* _Challenge 1_:
Render the entries below, starting at the first entry and ending at the line containing "xmin=376 ymin=226 xmax=638 ymax=316", as a Markdown table with the columns Row and Line. Each row gives its row number and one line. Omit blank lines and the pictures.

* _Selected text_:
-- START --

I might be for it if a significantly large proportion of society were trans.
But with so few trans people, why not just make adaptations for the trans people and leave everyone else alone unless the adaptations actually benefit them? People - especially young or vulnerable people - can be convinced to question and doubt things in themselves that had been just fine before, and even develop neuroses about them. I speak from personal experience. I have driven myself further into neuroses of my own, just by dwelling on things that there was no need or point dwelling on.
I mean as an example of the point about adaptations, there's a kid with neurological differences in one of my classes of 28 kids. One of the consequences of his neurological differences is that he is partially sighted. I adapt material especially for that kid because he needs it. If one or two of those adaptations benefit everyone else, I might apply those one or two globally. But I don't consider all or most of the adaptations I make to accommodate his partial sightedness to be applicable across the board. In fact, it would cause some actual problems if I did so.

-- END --

* _Task material_:
-- START --

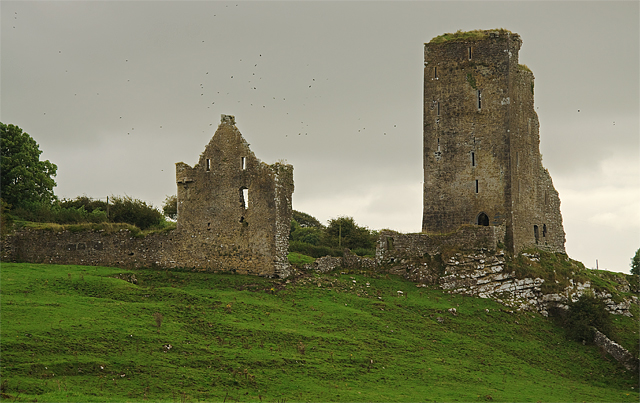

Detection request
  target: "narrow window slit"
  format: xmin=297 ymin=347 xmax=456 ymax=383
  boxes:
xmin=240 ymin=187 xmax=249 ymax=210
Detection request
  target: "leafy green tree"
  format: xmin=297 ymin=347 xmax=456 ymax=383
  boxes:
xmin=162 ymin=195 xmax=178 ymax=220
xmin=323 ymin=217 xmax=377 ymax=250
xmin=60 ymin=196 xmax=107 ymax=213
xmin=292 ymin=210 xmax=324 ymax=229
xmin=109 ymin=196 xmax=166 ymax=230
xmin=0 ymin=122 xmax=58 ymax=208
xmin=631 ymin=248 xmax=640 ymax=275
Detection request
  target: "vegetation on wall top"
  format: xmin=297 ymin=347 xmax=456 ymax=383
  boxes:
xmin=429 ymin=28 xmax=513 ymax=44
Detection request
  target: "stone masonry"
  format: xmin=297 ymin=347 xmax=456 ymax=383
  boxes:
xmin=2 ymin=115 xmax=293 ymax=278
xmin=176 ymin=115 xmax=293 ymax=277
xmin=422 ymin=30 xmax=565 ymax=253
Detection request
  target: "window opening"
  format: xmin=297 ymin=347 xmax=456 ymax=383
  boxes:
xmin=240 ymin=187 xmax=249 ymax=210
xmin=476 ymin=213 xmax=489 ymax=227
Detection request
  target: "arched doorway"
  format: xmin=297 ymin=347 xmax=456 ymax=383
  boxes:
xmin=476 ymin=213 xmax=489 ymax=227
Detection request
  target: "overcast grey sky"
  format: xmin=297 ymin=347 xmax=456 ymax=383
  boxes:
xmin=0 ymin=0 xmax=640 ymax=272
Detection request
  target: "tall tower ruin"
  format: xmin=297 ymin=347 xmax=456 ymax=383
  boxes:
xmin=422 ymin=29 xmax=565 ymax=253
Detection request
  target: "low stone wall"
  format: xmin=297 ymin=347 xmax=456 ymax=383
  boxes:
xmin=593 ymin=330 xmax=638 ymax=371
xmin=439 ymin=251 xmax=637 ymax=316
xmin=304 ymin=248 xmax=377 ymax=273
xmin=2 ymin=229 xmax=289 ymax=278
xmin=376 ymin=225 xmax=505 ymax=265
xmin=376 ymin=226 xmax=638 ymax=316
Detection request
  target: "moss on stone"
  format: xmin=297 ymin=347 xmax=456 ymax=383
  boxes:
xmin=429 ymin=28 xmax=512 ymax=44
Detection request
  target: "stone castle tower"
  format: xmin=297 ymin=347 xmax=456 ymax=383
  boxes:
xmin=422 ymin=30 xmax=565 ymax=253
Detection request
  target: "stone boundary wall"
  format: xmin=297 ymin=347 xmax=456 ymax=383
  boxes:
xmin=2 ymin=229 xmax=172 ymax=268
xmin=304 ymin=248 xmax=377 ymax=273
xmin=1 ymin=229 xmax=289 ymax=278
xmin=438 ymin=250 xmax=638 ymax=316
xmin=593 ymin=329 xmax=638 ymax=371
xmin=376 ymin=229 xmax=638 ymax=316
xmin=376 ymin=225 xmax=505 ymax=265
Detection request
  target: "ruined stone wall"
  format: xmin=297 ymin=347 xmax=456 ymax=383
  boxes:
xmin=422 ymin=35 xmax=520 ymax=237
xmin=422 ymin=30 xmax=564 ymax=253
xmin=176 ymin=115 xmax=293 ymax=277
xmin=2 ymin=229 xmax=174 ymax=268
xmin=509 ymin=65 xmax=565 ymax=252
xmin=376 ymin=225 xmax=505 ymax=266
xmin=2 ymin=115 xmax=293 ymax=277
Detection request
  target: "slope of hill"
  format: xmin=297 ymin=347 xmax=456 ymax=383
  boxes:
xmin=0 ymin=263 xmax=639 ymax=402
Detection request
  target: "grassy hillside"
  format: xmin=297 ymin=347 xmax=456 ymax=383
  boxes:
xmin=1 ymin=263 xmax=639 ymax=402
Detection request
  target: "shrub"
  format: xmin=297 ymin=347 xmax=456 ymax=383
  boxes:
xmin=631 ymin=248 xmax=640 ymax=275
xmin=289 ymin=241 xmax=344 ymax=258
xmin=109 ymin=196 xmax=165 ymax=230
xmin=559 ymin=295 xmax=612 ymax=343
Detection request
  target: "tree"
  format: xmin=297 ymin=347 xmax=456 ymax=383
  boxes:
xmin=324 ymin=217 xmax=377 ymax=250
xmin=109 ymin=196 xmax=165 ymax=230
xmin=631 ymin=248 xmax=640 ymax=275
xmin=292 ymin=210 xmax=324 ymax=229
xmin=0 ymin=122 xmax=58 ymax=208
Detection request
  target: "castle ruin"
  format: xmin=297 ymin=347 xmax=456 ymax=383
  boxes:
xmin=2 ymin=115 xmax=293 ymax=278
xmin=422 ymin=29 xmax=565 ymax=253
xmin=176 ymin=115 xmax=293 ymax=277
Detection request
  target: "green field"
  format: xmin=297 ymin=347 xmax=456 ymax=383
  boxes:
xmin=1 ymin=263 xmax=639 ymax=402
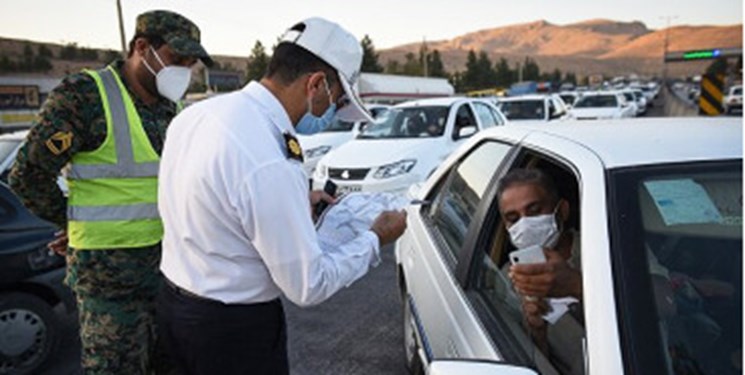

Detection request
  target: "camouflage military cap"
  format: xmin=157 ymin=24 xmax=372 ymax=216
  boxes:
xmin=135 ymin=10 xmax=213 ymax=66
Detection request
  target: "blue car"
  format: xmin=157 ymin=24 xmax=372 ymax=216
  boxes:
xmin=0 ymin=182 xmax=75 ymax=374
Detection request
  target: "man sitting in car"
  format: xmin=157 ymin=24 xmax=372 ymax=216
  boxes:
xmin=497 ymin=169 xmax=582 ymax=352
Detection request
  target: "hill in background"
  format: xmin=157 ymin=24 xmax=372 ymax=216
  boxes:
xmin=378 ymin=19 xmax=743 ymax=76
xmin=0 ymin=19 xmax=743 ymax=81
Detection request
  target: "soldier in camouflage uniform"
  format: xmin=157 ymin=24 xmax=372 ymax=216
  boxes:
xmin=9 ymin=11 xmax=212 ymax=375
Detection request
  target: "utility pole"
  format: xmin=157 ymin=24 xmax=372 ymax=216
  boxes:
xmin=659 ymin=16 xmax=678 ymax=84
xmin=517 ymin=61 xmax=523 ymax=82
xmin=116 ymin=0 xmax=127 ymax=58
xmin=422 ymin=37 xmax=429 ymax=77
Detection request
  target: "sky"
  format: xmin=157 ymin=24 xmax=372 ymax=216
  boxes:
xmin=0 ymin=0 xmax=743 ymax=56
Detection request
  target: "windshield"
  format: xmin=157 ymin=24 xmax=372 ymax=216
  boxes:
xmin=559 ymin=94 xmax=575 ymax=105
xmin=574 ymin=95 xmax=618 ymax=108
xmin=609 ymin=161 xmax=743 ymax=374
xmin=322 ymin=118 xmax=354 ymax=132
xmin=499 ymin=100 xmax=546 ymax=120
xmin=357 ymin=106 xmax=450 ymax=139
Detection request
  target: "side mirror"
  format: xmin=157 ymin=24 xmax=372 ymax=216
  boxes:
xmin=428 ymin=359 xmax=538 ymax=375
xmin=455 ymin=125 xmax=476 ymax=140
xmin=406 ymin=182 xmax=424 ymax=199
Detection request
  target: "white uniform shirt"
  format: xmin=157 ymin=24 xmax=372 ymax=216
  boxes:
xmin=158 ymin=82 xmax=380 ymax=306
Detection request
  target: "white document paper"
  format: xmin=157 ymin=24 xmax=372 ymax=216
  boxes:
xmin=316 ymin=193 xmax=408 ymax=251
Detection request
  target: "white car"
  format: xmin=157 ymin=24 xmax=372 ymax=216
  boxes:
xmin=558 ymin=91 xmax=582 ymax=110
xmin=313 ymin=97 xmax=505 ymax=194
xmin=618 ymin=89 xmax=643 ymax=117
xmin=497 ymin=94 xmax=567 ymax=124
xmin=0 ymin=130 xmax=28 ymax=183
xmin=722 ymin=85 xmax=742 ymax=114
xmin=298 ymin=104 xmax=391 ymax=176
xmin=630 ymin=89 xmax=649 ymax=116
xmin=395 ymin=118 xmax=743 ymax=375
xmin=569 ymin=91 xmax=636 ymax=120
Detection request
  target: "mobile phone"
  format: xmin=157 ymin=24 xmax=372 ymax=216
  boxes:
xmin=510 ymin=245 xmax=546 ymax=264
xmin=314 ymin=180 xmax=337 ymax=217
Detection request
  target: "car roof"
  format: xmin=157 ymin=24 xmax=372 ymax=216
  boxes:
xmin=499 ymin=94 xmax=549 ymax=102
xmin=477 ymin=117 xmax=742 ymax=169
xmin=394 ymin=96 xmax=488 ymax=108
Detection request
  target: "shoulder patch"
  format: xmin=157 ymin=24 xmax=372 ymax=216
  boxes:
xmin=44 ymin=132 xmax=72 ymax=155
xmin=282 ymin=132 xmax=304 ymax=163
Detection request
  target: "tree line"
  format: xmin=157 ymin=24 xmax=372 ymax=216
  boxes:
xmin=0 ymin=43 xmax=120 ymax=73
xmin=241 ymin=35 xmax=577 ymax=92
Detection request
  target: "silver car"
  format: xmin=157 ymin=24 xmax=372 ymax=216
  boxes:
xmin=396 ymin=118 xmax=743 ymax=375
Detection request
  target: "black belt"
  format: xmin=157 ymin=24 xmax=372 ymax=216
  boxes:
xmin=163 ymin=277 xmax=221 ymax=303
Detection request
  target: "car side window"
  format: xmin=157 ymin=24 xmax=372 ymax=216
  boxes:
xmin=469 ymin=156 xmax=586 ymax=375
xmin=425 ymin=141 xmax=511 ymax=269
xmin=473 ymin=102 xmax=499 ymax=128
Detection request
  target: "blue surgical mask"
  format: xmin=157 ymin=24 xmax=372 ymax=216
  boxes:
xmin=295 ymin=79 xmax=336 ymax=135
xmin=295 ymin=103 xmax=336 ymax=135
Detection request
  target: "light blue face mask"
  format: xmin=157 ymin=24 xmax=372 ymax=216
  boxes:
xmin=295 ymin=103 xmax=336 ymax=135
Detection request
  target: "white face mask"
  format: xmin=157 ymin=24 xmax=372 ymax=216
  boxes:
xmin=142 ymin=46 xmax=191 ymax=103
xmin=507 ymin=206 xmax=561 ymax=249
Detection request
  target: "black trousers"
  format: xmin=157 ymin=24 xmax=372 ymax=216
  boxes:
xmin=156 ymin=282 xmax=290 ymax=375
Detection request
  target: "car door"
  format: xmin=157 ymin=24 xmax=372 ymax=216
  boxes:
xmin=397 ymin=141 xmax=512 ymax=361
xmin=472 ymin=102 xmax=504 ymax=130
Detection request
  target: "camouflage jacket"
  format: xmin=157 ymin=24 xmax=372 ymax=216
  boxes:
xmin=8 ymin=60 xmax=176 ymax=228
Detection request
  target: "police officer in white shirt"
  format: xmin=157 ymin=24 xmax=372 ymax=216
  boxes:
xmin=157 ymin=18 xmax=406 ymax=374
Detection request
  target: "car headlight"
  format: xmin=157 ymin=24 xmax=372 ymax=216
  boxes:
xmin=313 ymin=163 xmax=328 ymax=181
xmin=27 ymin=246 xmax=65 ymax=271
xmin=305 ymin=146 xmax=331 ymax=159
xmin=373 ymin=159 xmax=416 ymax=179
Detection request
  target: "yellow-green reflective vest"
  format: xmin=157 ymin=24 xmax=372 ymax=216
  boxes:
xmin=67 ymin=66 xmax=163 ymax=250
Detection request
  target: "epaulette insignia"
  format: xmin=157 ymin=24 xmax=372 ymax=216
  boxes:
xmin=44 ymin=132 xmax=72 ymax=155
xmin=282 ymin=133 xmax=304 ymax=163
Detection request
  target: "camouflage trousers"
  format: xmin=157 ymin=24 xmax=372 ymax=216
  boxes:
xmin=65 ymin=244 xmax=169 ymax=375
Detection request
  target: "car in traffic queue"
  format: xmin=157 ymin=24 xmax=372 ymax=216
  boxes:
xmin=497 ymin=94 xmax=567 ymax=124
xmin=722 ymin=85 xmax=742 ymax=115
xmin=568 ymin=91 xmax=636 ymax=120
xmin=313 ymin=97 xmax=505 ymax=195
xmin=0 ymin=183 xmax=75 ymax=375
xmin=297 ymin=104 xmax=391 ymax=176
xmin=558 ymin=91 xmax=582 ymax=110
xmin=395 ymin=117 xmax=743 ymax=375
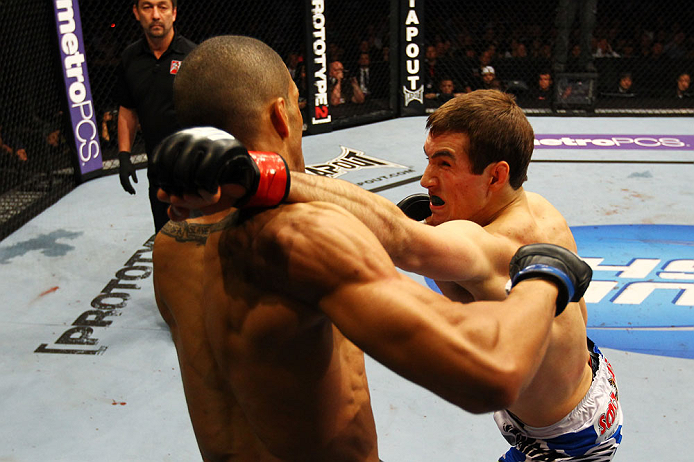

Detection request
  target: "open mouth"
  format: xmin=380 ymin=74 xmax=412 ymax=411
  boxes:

-- END --

* _Challenge 2_:
Transcribe the passage on adaptations for trans people word for word, starting at "I might be for" and ending at "point dwelling on.".

* _Full output 1_:
| Row | Line |
|---|---|
| 1 | Detection request |
| 2 |   target: "narrow window slit" |
| 3 |   format: xmin=297 ymin=347 xmax=456 ymax=383 |
| 4 |   boxes: |
| 5 | xmin=240 ymin=187 xmax=249 ymax=210 |
| 6 | Detection request |
| 7 |   target: "leafy green tree" |
| 8 |   format: xmin=297 ymin=347 xmax=456 ymax=383 |
| 9 |   boxes: |
| 10 | xmin=162 ymin=195 xmax=178 ymax=220 |
| 11 | xmin=323 ymin=217 xmax=377 ymax=250 |
| 12 | xmin=60 ymin=196 xmax=107 ymax=213 |
| 13 | xmin=292 ymin=210 xmax=324 ymax=229 |
| 14 | xmin=109 ymin=196 xmax=166 ymax=230 |
| 15 | xmin=0 ymin=122 xmax=58 ymax=208 |
| 16 | xmin=631 ymin=248 xmax=640 ymax=275 |
| 17 | Detection request |
| 18 |   target: "vegetation on wall top" |
| 19 |   format: xmin=297 ymin=347 xmax=456 ymax=383 |
| 20 |   boxes: |
| 21 | xmin=429 ymin=28 xmax=513 ymax=44 |
| 22 | Detection request |
| 23 |   target: "stone masonry" |
| 24 |   format: xmin=297 ymin=347 xmax=456 ymax=383 |
| 25 |   boxes: |
| 26 | xmin=2 ymin=115 xmax=293 ymax=278 |
| 27 | xmin=176 ymin=115 xmax=293 ymax=277 |
| 28 | xmin=422 ymin=30 xmax=565 ymax=253 |
| 29 | Detection request |
| 30 |   target: "window opening" |
| 31 |   format: xmin=297 ymin=347 xmax=456 ymax=383 |
| 32 |   boxes: |
| 33 | xmin=240 ymin=187 xmax=249 ymax=210 |
| 34 | xmin=476 ymin=213 xmax=489 ymax=227 |
| 35 | Detection request |
| 36 |   target: "arched doorway" |
| 37 |   format: xmin=297 ymin=347 xmax=456 ymax=383 |
| 38 |   boxes: |
| 39 | xmin=476 ymin=213 xmax=489 ymax=227 |
| 40 | Detection request |
| 41 |   target: "overcast grey sky" |
| 42 |   format: xmin=297 ymin=347 xmax=456 ymax=383 |
| 43 |   boxes: |
| 44 | xmin=0 ymin=0 xmax=640 ymax=272 |
| 45 | Detection request |
| 46 |   target: "tall tower ruin" |
| 47 |   format: xmin=297 ymin=347 xmax=456 ymax=383 |
| 48 |   boxes: |
| 49 | xmin=422 ymin=29 xmax=565 ymax=253 |
| 50 | Detection request |
| 51 |   target: "low stone wall" |
| 52 |   format: xmin=297 ymin=347 xmax=456 ymax=383 |
| 53 |   boxes: |
| 54 | xmin=593 ymin=330 xmax=638 ymax=371 |
| 55 | xmin=439 ymin=251 xmax=637 ymax=316 |
| 56 | xmin=304 ymin=248 xmax=377 ymax=273 |
| 57 | xmin=2 ymin=229 xmax=289 ymax=278 |
| 58 | xmin=376 ymin=225 xmax=505 ymax=265 |
| 59 | xmin=376 ymin=226 xmax=638 ymax=316 |

* _Full output 2_:
I might be for it if a significantly large proportion of society were trans.
But with so few trans people, why not just make adaptations for the trans people and leave everyone else alone unless the adaptations actually benefit them? People - especially young or vulnerable people - can be convinced to question and doubt things in themselves that had been just fine before, and even develop neuroses about them. I speak from personal experience. I have driven myself further into neuroses of my own, just by dwelling on things that there was no need or point dwelling on.